> [Questions]:
**A)** Reproduce the stretch of the commentary on Adam Silver's vaccine remarks from "Commissioner Adam Silver’s" through "also his stupidity.".
**B)** In the commentary on Adam Silver's vaccine remarks, what does the NBA now send to mid-court after games, and for what purpose?

(Beginning of Given text)

Commissioner Adam Silver’s recent comments sounded a lot like he was floating the idea of getting players vaccinated early
If that’s the intent, you have to acknowledge Silver’s audacity — but also his stupidity.
The postponements also don’t reflect the zombie games — the games on the schedule where much of a team’s roster is out for one reason or another, but a team still has the requisite eight players to play on. That leads to some bad basketball and unfair situations for teams on both ends of the bargain.
The NBA even now sends out security postgame, to stand mid-court to prevent players from handshakes and hugs after the game. It doesn’t make a lot of sense, given that the players were sharing the court for the two hours before, but it shows some of the desperation the league has in stopping the spread of the virus within its ranks.
I understand Silver’s urgency in wanting his players to get vaccinated. And yet, the NBA’s problems are not unique, nor are they particularly urgent. Every business in America has had to deal with the ramifications of coronavirus. And I’d go so far as to say that the majority of those ramifications were more significant than postponed basketball games.
Silver’s argument is simple: that vaccinating players wouldn’t just save the league some trouble, it would also lead to increased vaccination among African Americans.
“Several public health officials — and this is operating state by state right now — have suggested there would be a real public health benefit to getting some very high-profile African Americans vaccinated to demonstrate to the larger community that it is safe and effective,” he said.

(End of Given text)
(Beginning of Recorded data)

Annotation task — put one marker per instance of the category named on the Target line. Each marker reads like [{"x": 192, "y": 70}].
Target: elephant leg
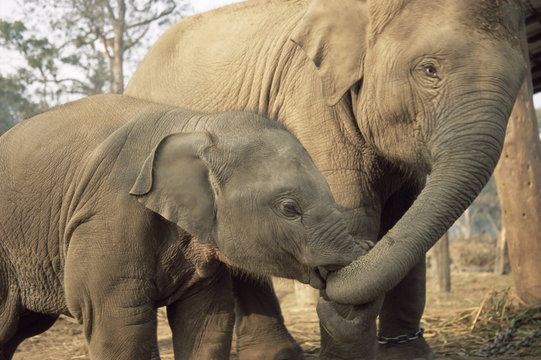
[
  {"x": 261, "y": 333},
  {"x": 29, "y": 324},
  {"x": 202, "y": 323},
  {"x": 357, "y": 323},
  {"x": 401, "y": 315}
]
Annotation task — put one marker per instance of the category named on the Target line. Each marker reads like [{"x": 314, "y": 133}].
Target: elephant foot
[
  {"x": 271, "y": 347},
  {"x": 417, "y": 349}
]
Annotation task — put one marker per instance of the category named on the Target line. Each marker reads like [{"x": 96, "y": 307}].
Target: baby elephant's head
[{"x": 247, "y": 186}]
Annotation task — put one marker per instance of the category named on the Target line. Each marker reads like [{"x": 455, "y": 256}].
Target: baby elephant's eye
[
  {"x": 290, "y": 208},
  {"x": 431, "y": 71}
]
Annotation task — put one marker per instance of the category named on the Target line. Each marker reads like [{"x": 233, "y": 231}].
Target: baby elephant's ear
[{"x": 174, "y": 182}]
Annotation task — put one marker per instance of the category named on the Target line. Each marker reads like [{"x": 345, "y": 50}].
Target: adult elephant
[{"x": 381, "y": 94}]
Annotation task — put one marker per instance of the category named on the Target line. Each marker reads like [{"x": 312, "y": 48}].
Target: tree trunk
[
  {"x": 305, "y": 295},
  {"x": 518, "y": 179},
  {"x": 441, "y": 265}
]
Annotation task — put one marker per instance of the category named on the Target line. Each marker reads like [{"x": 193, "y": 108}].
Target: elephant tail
[{"x": 10, "y": 304}]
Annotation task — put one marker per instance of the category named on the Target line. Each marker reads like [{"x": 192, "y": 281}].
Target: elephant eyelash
[{"x": 431, "y": 71}]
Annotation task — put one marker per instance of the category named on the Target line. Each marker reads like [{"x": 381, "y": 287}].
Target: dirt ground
[{"x": 65, "y": 339}]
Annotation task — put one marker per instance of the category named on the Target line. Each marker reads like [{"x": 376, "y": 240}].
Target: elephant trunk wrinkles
[{"x": 464, "y": 157}]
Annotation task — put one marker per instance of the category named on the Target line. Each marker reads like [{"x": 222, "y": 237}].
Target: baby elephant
[{"x": 111, "y": 207}]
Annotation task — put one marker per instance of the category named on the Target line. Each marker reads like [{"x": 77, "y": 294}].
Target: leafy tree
[{"x": 13, "y": 105}]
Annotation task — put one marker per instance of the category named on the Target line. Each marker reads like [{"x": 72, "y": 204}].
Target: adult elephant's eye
[
  {"x": 290, "y": 208},
  {"x": 431, "y": 71}
]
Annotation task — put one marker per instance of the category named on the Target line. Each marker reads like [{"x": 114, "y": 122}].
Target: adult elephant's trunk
[{"x": 464, "y": 155}]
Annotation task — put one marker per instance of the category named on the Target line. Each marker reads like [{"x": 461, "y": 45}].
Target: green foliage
[{"x": 13, "y": 105}]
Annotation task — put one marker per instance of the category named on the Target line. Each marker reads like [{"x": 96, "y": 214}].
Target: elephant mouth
[{"x": 316, "y": 279}]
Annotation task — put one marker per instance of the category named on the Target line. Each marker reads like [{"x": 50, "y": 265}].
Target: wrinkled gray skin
[
  {"x": 381, "y": 93},
  {"x": 112, "y": 206}
]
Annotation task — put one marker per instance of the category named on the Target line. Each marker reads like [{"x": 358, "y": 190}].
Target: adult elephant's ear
[
  {"x": 175, "y": 183},
  {"x": 333, "y": 34}
]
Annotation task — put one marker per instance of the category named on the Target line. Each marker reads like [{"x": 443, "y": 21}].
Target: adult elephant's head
[{"x": 432, "y": 85}]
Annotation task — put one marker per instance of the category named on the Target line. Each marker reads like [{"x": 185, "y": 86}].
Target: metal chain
[
  {"x": 400, "y": 339},
  {"x": 502, "y": 341}
]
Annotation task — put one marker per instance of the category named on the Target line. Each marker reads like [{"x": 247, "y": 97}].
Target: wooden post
[
  {"x": 305, "y": 295},
  {"x": 441, "y": 266},
  {"x": 518, "y": 179}
]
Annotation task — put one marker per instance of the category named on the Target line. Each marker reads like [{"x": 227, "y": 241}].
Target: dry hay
[{"x": 471, "y": 332}]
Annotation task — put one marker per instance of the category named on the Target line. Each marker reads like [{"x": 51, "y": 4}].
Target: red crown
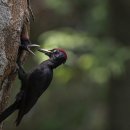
[{"x": 62, "y": 50}]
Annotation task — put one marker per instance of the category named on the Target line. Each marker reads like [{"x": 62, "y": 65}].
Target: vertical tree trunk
[{"x": 12, "y": 16}]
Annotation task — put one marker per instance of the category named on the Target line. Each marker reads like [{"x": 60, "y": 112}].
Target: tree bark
[{"x": 12, "y": 18}]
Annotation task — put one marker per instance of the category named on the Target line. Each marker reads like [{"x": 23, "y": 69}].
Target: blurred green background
[{"x": 92, "y": 90}]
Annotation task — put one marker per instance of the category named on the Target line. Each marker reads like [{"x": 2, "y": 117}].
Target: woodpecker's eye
[{"x": 55, "y": 51}]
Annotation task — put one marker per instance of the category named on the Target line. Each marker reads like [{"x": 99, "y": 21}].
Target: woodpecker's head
[{"x": 57, "y": 55}]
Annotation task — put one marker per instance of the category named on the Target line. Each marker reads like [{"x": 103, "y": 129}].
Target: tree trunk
[{"x": 12, "y": 18}]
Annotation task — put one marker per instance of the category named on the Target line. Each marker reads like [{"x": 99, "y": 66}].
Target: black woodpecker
[{"x": 33, "y": 84}]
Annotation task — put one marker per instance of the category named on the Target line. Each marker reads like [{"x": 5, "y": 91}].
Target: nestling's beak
[{"x": 46, "y": 52}]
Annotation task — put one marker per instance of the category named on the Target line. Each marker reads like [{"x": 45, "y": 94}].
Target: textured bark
[{"x": 12, "y": 16}]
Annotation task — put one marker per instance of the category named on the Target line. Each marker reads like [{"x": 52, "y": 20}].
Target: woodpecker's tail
[{"x": 7, "y": 112}]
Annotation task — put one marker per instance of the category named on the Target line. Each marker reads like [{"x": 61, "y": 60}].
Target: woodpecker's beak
[
  {"x": 46, "y": 52},
  {"x": 31, "y": 46}
]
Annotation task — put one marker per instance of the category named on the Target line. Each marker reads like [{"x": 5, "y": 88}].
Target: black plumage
[{"x": 33, "y": 84}]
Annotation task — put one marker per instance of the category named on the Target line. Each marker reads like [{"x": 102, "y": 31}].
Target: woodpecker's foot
[{"x": 19, "y": 95}]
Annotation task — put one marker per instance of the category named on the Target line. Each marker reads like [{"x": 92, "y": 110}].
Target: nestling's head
[{"x": 57, "y": 55}]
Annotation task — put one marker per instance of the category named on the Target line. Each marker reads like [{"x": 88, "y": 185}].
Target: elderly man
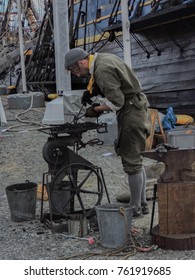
[{"x": 122, "y": 94}]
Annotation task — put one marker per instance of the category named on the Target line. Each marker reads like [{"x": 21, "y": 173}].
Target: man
[{"x": 121, "y": 89}]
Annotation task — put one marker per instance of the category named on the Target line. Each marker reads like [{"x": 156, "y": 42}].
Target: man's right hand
[{"x": 86, "y": 98}]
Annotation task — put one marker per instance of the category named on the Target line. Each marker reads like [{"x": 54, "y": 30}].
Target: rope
[
  {"x": 124, "y": 251},
  {"x": 26, "y": 122}
]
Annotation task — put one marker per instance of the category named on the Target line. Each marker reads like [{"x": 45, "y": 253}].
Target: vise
[{"x": 178, "y": 162}]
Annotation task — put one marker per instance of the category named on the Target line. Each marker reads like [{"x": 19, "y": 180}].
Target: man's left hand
[{"x": 92, "y": 113}]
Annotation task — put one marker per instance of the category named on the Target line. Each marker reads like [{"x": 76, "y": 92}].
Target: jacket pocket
[{"x": 139, "y": 101}]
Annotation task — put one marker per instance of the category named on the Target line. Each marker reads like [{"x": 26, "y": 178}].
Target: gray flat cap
[{"x": 73, "y": 56}]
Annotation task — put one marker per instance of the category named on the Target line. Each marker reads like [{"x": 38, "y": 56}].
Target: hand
[
  {"x": 91, "y": 112},
  {"x": 86, "y": 98}
]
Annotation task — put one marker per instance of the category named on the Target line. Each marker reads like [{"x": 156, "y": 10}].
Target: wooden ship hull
[
  {"x": 162, "y": 50},
  {"x": 162, "y": 47}
]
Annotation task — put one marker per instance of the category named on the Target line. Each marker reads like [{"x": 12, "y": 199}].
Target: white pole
[
  {"x": 21, "y": 46},
  {"x": 61, "y": 40},
  {"x": 126, "y": 31}
]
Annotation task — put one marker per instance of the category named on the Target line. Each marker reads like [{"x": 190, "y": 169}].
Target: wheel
[
  {"x": 78, "y": 189},
  {"x": 55, "y": 152}
]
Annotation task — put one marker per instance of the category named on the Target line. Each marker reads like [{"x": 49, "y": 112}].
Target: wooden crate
[{"x": 176, "y": 207}]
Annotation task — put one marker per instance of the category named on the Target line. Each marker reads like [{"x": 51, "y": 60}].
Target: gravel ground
[{"x": 21, "y": 160}]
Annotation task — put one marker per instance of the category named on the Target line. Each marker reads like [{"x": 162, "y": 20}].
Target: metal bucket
[
  {"x": 114, "y": 221},
  {"x": 22, "y": 201}
]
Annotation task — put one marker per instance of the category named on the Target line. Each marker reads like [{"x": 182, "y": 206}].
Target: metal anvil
[{"x": 178, "y": 163}]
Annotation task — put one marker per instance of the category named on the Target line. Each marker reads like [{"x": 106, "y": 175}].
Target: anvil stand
[
  {"x": 176, "y": 194},
  {"x": 68, "y": 177}
]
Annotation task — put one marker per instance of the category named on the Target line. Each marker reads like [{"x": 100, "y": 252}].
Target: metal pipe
[
  {"x": 126, "y": 32},
  {"x": 21, "y": 43}
]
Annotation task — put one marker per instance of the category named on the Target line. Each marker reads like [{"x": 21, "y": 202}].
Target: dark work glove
[
  {"x": 91, "y": 113},
  {"x": 86, "y": 98}
]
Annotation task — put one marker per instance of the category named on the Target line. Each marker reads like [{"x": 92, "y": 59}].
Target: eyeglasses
[{"x": 73, "y": 68}]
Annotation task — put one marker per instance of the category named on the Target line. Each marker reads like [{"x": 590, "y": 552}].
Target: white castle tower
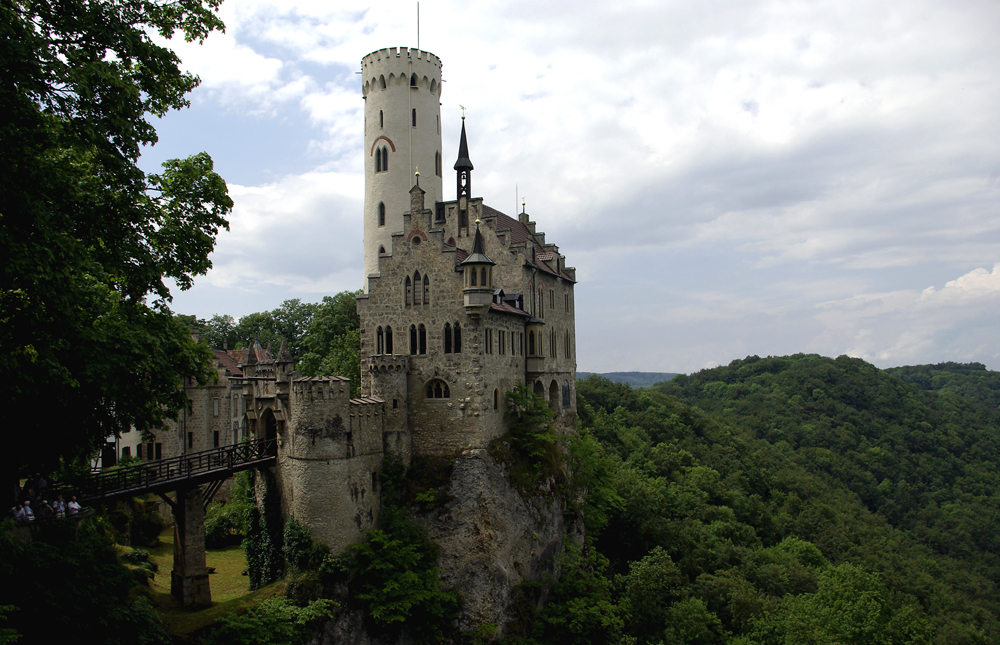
[{"x": 402, "y": 91}]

(End of Recorded data)

> [Solutions to each task]:
**A)**
Commissioner Adam Silver’s recent comments sounded a lot like he was floating the idea of getting players vaccinated early
If that’s the intent, you have to acknowledge Silver’s audacity — but also his stupidity.

**B)** It sends security to keep players from shaking hands and hugging after the game.